▶ **EXERCISE DESCRIPTION**: Count the lines in the rows below that contain the word "positive". Reply with the number alone.

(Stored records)
☆ ☆ ☆

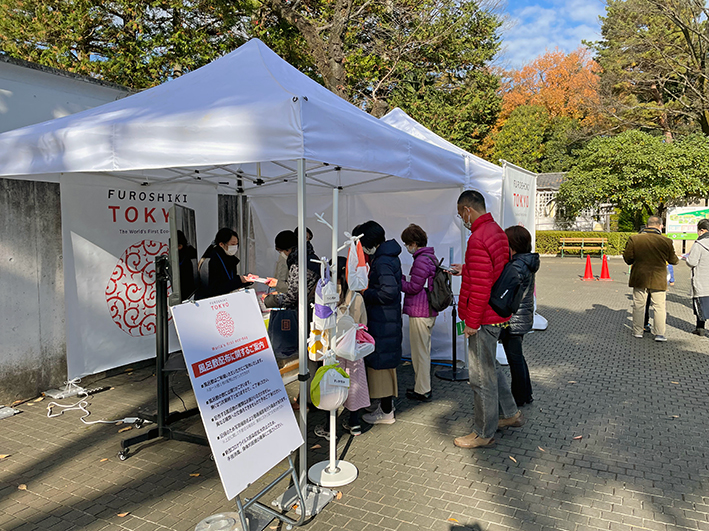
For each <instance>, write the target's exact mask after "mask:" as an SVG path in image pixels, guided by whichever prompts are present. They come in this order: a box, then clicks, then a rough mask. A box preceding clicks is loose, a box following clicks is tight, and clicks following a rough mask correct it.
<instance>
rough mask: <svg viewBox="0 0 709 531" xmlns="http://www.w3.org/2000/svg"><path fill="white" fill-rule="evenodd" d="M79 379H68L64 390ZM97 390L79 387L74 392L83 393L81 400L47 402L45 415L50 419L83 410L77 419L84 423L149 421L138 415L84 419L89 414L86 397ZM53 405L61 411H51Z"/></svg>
mask: <svg viewBox="0 0 709 531" xmlns="http://www.w3.org/2000/svg"><path fill="white" fill-rule="evenodd" d="M80 381H81V378H74V379H73V380H69V381H68V382H66V387H65V391H66V392H70V391H71V390H72V389H73V388H76V387H78V385H77V384H78V383H79V382H80ZM72 386H73V387H72ZM79 389H81V388H79ZM98 390H104V388H99V389H98ZM98 390H92V389H90V390H88V391H86V390H85V389H81V391H79V392H78V393H77V394H76V396H82V395H83V397H84V398H81V400H79V401H78V402H76V403H74V404H69V405H65V404H59V403H57V402H50V403H49V404H47V417H49V418H50V419H51V418H55V417H59V416H61V415H63V414H64V413H65V412H67V411H74V410H78V411H83V412H84V414H83V415H82V416H81V417H79V420H81V422H83V423H84V424H115V423H117V422H123V423H124V424H134V423H137V422H141V423H142V424H148V423H149V422H150V421H149V420H144V419H140V418H138V417H125V418H122V419H116V420H86V417H88V416H89V415H91V412H90V411H89V410H88V409H87V408H88V407H89V402H88V400H86V399H87V398H88V397H89V395H91V394H92V391H94V392H97V391H98ZM55 407H58V408H62V409H61V411H59V413H52V408H55Z"/></svg>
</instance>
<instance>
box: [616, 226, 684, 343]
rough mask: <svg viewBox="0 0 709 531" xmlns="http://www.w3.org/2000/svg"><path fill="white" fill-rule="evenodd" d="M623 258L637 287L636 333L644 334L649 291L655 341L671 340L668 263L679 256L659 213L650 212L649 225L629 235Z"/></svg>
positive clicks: (633, 288) (633, 306)
mask: <svg viewBox="0 0 709 531" xmlns="http://www.w3.org/2000/svg"><path fill="white" fill-rule="evenodd" d="M623 259H624V260H625V263H626V264H628V265H629V266H631V268H630V279H629V281H628V286H630V287H631V288H633V335H634V336H635V337H637V338H642V337H643V317H644V312H645V300H646V298H647V296H648V294H649V295H650V297H651V299H652V310H653V322H652V324H653V333H654V334H655V341H667V338H666V337H665V328H666V319H667V311H666V309H665V296H666V292H667V264H671V265H675V264H677V263H678V262H679V259H678V258H677V255H676V254H675V250H674V245H673V244H672V240H670V239H669V238H667V237H665V236H663V235H662V220H661V219H660V218H659V217H658V216H650V217H649V218H648V220H647V227H645V229H644V230H643V231H642V232H641V233H640V234H634V235H633V236H631V237H630V238H629V239H628V243H627V244H626V245H625V250H624V251H623Z"/></svg>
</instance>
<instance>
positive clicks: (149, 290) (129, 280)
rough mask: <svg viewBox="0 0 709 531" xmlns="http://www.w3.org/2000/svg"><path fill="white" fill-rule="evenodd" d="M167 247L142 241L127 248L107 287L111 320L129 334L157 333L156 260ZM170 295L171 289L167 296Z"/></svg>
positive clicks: (166, 245)
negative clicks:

☆ ☆ ☆

▶ **ANSWER TO THIS EXERCISE**: 3